题目设定 — 判断以下三条陈述是否与下方网页摘录相符，每条答“是”或“否”，并引用摘录中起决定作用的原文。1. sanitize_uri 会给生成的 ID 加上前缀 n_。2. max_depth 被设为 3。3. 处理边时，若没有 weight，默认取 1。

++++ 网页摘录

In [13]:
# pip install SPARQLWrapper networkx pyvis
import os
import re
import pickle
from collections import deque

from SPARQLWrapper import SPARQLWrapper, JSON
import networkx as nx
from pyvis.network import Network

SPARQL_ENDPOINT = "https://sparql.dblp.org/sparql"

In [14]:
root_person_uri = "https://dblp.org/pid/82/7468"
max_depth = 2

In [15]:
def sanitize_uri(uri: str) -> str:
    """
    将URI中的非字母数字字符用'_'替换。
    并加上前缀'n_'以确保ID不以数字开头。
    """
    # 将所有非字母数字的字符替换成下划线
    safe_id = re.sub(r"[^a-zA-Z0-9]+", "_", uri)
    # 以 n_ 做前缀，确保它符合Graphviz对标识符的要求
    safe_id = f"n_{safe_id}"
    return safe_id


def sanitize_nodes_and_edges(nodes, edges):
    """
    将原本以URI为key的节点和边，转换成以“安全ID”为key的结构。
    返回 (safe_nodes, safe_edges, uri_mapping) 三个值：

    - safe_nodes: dict
        key = 安全ID(仅包含字母数字和下划线)，
        value = { "label": 原先的显示名称, "original_uri": 原URI 等 }
    - safe_edges: dict
        key = (安全ID1, 安全ID2) (确保无向图中小的ID在前),
        value = { "weight": ..., ... }
    - uri_mapping: dict
        key = 原URI, value = 安全ID (供您在其他地方可能需要反查)
    """
    safe_nodes = {}
    safe_edges = {}
    uri_mapping = {}

    # 1. 为每个节点分配安全ID
    for old_uri, info in nodes.items():
        new_id = sanitize_uri(old_uri)
        uri_mapping[old_uri] = new_id

        # 将 name 作为可视化的 label，也可保留更多元数据
        safe_nodes[new_id] = {"name": info["name"], "original_uri": old_uri}

    # 2. 处理边，对 (uri1, uri2) 做同样的映射
    for (uri1, uri2), einfo in edges.items():
        weight = einfo.get("weight", 1)

        safe_u1 = uri_mapping[uri1]
        safe_u2 = uri_mapping[uri2]

        # 确保无向图key有固定顺序(小的ID放前面)

++++++++
++++ 数据部分

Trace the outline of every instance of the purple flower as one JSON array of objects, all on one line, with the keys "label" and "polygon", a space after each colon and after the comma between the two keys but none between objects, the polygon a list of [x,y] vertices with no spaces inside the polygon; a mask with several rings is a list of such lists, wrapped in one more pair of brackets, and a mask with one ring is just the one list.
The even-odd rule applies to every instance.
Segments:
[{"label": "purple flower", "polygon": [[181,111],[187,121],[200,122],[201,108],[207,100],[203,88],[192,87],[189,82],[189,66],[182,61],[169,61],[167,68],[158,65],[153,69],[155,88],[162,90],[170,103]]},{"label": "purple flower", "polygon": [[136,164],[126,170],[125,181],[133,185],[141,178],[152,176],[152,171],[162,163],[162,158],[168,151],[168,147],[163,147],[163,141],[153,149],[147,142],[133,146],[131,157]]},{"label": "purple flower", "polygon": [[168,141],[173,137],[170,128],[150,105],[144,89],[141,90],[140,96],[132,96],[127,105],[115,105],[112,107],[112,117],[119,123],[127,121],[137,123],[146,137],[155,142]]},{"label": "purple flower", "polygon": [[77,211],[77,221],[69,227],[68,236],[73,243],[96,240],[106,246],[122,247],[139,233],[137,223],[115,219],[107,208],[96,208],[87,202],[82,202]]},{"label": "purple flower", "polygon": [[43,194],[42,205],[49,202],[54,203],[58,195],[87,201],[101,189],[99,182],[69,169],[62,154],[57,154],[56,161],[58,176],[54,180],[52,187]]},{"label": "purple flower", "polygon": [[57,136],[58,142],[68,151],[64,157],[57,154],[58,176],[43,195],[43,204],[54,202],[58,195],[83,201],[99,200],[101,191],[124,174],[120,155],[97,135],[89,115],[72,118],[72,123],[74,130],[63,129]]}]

++++++++

本题解答 —
1. 是：“并加上前缀'n_'以确保ID不以数字开头。”
2. 否：“max_depth = 2”
3. 是：“weight = einfo.get("weight", 1)”